EXTRACT TO READ ->
============
Trusting the Catholic church to take gay bullying seriously is justified by their record WAIT
In the midst of the Anglican confudal about how much they really feel like appeasing the bigots amongst them the Catholic church lept in to demonstrate that their position was very clear: “Homosexuality is a disordered behaviour. The activity must be condemned”.
On a selfish level, I’ll confess to a little satisfaction when a religion takes an unambiguously stupid and harmful stance because it makes the argument that they’re an anachronism far easier, but that is a profoundly selfish take because it ignores the fact that the flat out evil policies and doctrine of the church make real people’s lives worse (and often shorter). Ignoring for a second the whole “condoms will kill you” thing; the Catholic Church has an official position that Homosexuality is wrong and should be condemned - They also run schools with gay children in them. Why on earth is this tolerated?
There is a problem pretty much everywhere in the British school system with homophobic bullying (I’ve always felt that terms a little misleading, it’s not so much fear as it is hate) with 2/3 of gay students reporting problem but it can’t be coincidence that in faith schools this goes up to 3/4. Whilst a leap from one high figure to another may not be that impressive an indictment it’s more worryingly that significantly fewer pupils (23%) feel able to report abuse in faith schools and it’s hard to see how doctrine like this is in any way conductive to an environment where pupils feel comfortable trusting schools to react and deal appropriately. The issue isn’t that it’s the staff are doing the bullying (although this does happen) but that they won’t step in in the same way they would with other kinds of bullying and don’t address the issue with their students. Think: Is this kind of stance more or less likely when the heads of your religion say you should be condemning these young freaks?
The Stonewall report on the matter has some examples of how this plays out outside the magical world of percentages:
“It’s a Catholic school…and we are told ‘gay people will go to hell because the Bible condemns it’… It’s horrid, you just want to go and cry at some of the remarks made by the teachers. It’s just not fair.” - Matthew, 18, single sex Catholic school (South East)
============
GIVEN DATA ->
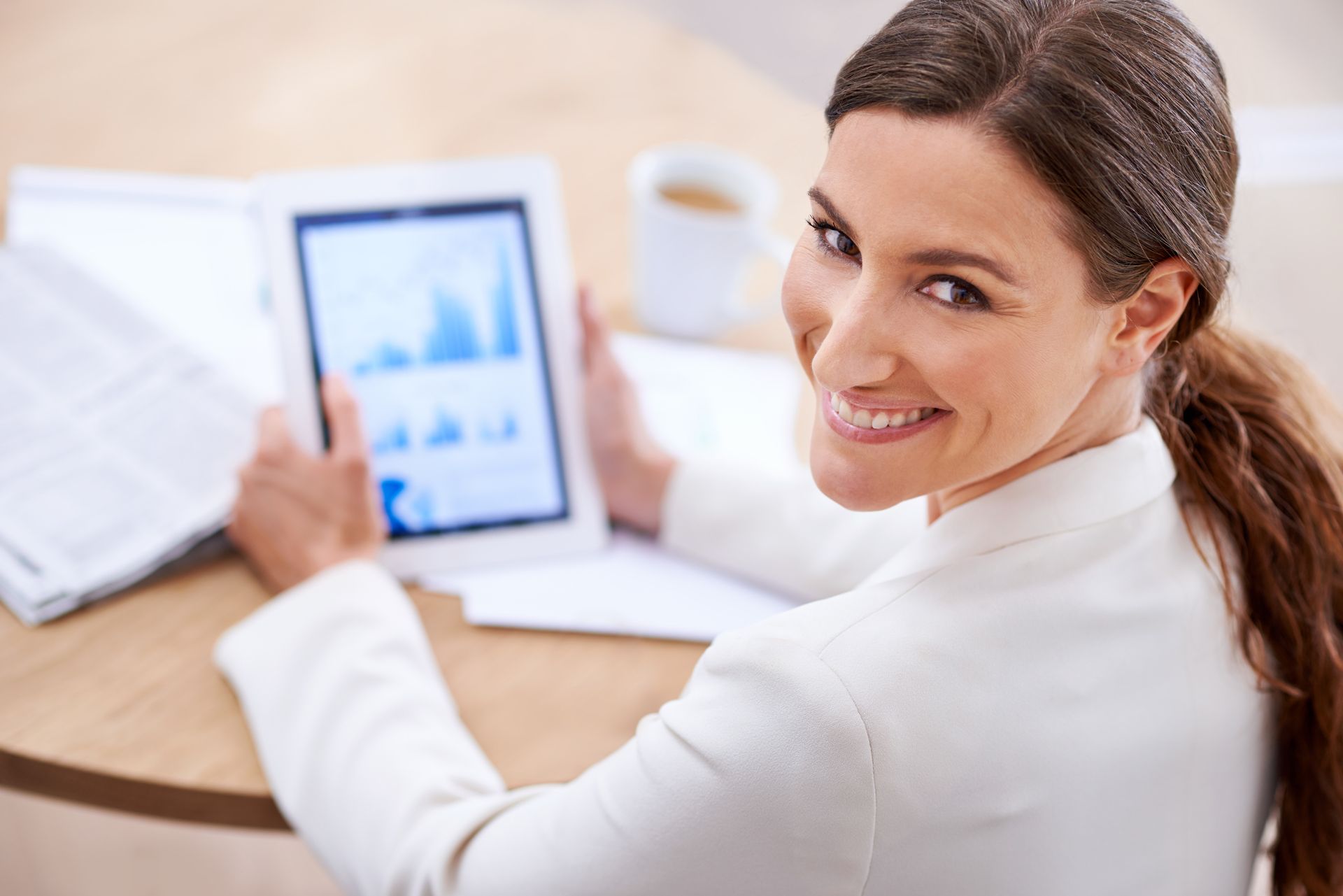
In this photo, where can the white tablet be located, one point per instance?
(445, 296)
============
TASK GOAL -> Continue the piece on the Catholic church and homophobic bullying in faith schools, picking up right after its last sentence.

REPLY ->
“PSHE was about AIDS – the teacher didn’t contradict that it was a ‘gay disease’ and implied what gay men did in bed was disgusting.” - Rachel, 18,independent secondary school (Greater London)
“The response from friends was supportive, but the school teachers did absolutely nothing about it.” - Paul, 16, Catholic secondary school (North West)
“As I was in a Catholic school, part of my R.E. GCSE, we had a topic about homosexuality and the Catholic church. We were basically told that being gay or bisexual isn’t a sin, but the sexual act is. Thankfully our teacher was young and pretty much only saying what she was told to say. She allowed us some debate on the subject because it seemed that she didn’t agree with the Vatican’s view even though she was a devout Catholic herself.” - Ruth, 18, Catholic Secondary School (West Midlands)
There’s some hope in that last one (and there are other quotes that show good handling of the issue by schools in the report) but it’s a tad depressing the official party line seems to be a variation on ‘Love the sinner, hate the sin” - the idea that being gay is fine, but gay acts are bad seems to pass for enlightened and kind thinking in some circles - “Well, they’re not doomed from the get-go per se, they just have to resist their sinful urges because…um…they’re sinful and our loving god will punish them for it.” And they call us the immoral ones. A theme recurring in religion is to create imaginary crimes which it can then forgive and fix (I can’t help but feel because it’s answers to real problems tend to be so deeply unsatisfiying) and that’s all this is: An imaginary crime we let our ‘moral guardians’ punish children for.